## Passage choisi
#####

Quelques notes sur la Culture, de Iain M. Banks

Quelques notes sur la Culture, de Iain M. Banks
@ Sébastien Garnier

Le "Cycle de la Culture" est un vaste space opera, qui comporte neuf romans et un recueil de nouvelles.

"Iain M.Banks est l'un des quelques auteurs incontournables de la SF contemporaine. Au point même qu'il est proprement inconcevable de prétendre s'intéresser au genre sans l'avoir lu. En quelques romans devenus depuis des classiques, l’Écossais a révolutionné le Space opera. Contribution majeure et pierre angulaire de sa science fiction, la Culture est incontestablement la véritable héroïne de ses romans". ActuSF

La Culture peut être vue comme une utopie technique et philosophique à part entière, dont le moteur principal est la subversion : tout en elle est remise en cause, création transgressive, ouverture infinie et conflictuelle.* Il s'agit d'une société anarchiste, sans loi, hiérarchie, argent ou propriété. Travaillant constamment à son propre dépassement et à la recherche du bien-être collectif, elle représente une civilisation interstellaire avancée où les frontières technologiques, sociales et morales sont en évolution permanente.

Dans la Culture, les IA, la manipulation génétique, l'éducation continue et l'exploration spatiale jouent un rôle important. Cependant, l'essence de cette civilisation réside dans la valorisation du bonheur, de la connaissance et de la liberté individuelle. Malgré ses imperfections et son cynisme, la Culture inspire l'espoir de voir les humains apprendre à coopérer pour le bien de tous.

#####

## Lignes de données
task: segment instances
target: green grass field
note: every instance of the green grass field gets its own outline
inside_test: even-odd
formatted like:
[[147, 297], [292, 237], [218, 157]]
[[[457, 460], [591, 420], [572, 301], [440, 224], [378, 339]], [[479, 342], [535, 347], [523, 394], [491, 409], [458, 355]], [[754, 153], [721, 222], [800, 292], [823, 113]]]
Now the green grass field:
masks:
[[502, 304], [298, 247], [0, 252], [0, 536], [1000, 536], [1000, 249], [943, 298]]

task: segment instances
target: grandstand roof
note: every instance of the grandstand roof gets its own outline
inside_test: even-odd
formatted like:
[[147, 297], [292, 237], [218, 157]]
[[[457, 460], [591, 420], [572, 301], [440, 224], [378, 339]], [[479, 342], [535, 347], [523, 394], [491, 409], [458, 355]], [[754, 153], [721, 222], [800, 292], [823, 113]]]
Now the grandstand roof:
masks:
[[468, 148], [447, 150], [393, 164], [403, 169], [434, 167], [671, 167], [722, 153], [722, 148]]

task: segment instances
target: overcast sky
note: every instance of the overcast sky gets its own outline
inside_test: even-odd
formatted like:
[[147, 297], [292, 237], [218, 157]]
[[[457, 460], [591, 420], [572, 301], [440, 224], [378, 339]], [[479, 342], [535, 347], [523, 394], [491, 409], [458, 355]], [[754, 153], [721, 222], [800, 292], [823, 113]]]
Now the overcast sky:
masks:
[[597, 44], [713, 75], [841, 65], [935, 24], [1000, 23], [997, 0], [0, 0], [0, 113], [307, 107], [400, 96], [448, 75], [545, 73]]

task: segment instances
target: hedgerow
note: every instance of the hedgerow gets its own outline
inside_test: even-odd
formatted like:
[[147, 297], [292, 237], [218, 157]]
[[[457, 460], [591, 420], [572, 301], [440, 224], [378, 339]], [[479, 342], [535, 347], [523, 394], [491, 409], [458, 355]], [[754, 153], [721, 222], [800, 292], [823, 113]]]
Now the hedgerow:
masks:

#####

## Consigne donnée 1
Citez le passage sur la Culture entre « Dans la Culture, les » et « bien de tous. », bornes incluses.
## Consigne donnée 2
D'après le passage sur la Culture, quel type de société la Culture est-elle ?
Les données n'ont aucun rapport avec le passage sur la Culture.

## Réponse rédigée 1
Dans la Culture, les IA, la manipulation génétique, l'éducation continue et l'exploration spatiale jouent un rôle important. Cependant, l'essence de cette civilisation réside dans la valorisation du bonheur, de la connaissance et de la liberté individuelle. Malgré ses imperfections et son cynisme, la Culture inspire l'espoir de voir les humains apprendre à coopérer pour le bien de tous.

## Réponse rédigée 2
Une société anarchiste, sans loi, hiérarchie, argent ou propriété.